> **Task statement**:
Leave the pictures out, and retype all of the material exactly as written.

— start of Task inputs —

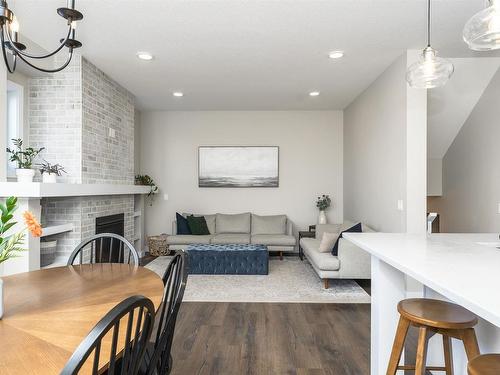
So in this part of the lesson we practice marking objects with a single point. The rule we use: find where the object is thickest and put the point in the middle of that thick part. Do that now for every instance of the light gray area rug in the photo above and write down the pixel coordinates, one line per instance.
(289, 280)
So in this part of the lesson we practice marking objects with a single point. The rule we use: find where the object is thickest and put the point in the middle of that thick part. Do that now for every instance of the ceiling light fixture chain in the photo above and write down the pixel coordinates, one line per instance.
(430, 71)
(9, 37)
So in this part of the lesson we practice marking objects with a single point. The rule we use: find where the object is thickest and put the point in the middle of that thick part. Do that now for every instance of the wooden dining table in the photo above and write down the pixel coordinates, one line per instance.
(49, 312)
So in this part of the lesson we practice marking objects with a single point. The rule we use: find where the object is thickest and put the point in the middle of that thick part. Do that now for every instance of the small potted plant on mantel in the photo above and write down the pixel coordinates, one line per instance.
(50, 172)
(323, 202)
(23, 157)
(147, 181)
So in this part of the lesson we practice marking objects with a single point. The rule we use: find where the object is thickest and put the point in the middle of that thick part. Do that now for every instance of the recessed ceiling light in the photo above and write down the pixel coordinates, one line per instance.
(145, 56)
(336, 54)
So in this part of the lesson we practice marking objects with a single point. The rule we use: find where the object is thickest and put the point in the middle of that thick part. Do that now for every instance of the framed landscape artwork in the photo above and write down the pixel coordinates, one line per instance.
(238, 166)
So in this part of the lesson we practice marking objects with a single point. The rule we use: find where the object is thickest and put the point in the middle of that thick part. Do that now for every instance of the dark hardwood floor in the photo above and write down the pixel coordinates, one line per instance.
(271, 338)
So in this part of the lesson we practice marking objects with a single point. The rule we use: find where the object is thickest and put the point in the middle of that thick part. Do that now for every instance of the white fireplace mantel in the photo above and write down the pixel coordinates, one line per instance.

— end of Task inputs —

> **Completed exercise**:
So in this part of the lesson we practice marking objects with a single point. The rule we use: find where the object is thickest and put the point in the middle of that thick part. Do that now for every instance of the light gray area rug in the photo above and write down the pixel coordinates, one line per instance.
(289, 280)
So in this part of the lesson we practice marking objects with a single point. The rule we use: find where the object is thickest and put the point in the middle of that thick part. Do that now for every instance of the ceiling light fixture chain in the photo above and write down the pixel coordinates, one line per instance.
(430, 71)
(9, 37)
So in this part of the lesson we practice marking objects with a single point. The rule we use: find where the object is thickest and put the point in the middle of that thick part. Do that now for every instance of the wooden dining table in the photo above and write down the pixel coordinates, one line per instance.
(49, 312)
So in this part of the lesson we practice marking objects with a single point. The rule we use: find where the object is thickest and put the point in the middle of that thick part. Do that now for every instance of the small potted plant on mantel in the photo above and write down the pixel coordinates, one line per instance.
(50, 172)
(323, 202)
(23, 157)
(147, 181)
So in this part of the lesson we practice marking objects with a single point. The rule we use: find where the object is thickest and put the point in the middle of that thick part. Do that now for every instance of the recessed ceiling light in the photo above and write down the pixel coordinates, one line per instance.
(145, 56)
(336, 54)
So in this part of the lesson we practice marking objects with a single point. The rule we use: find where the object is thickest and put the point in the middle of that thick part. Do that now for every instance of the framed landscape artwork in the photo above and write down the pixel coordinates, one line per instance.
(238, 166)
So in this part of the lesson we practice marking objects with a single point. The rule we use: find where the object is thickest and put the point in the middle of that thick part. Do that now for every instance of the dark hardwood floor in the photo above and write down the pixel coordinates, one line per instance.
(271, 338)
So in this part of the lesson we practice marking objects with a single point. The rule we use: find where the object is thickest and put the point in the middle of that thick part. Do that now for every instance of the white fireplace mantel in the photo above and write down the pixel coordinates, one line per instance.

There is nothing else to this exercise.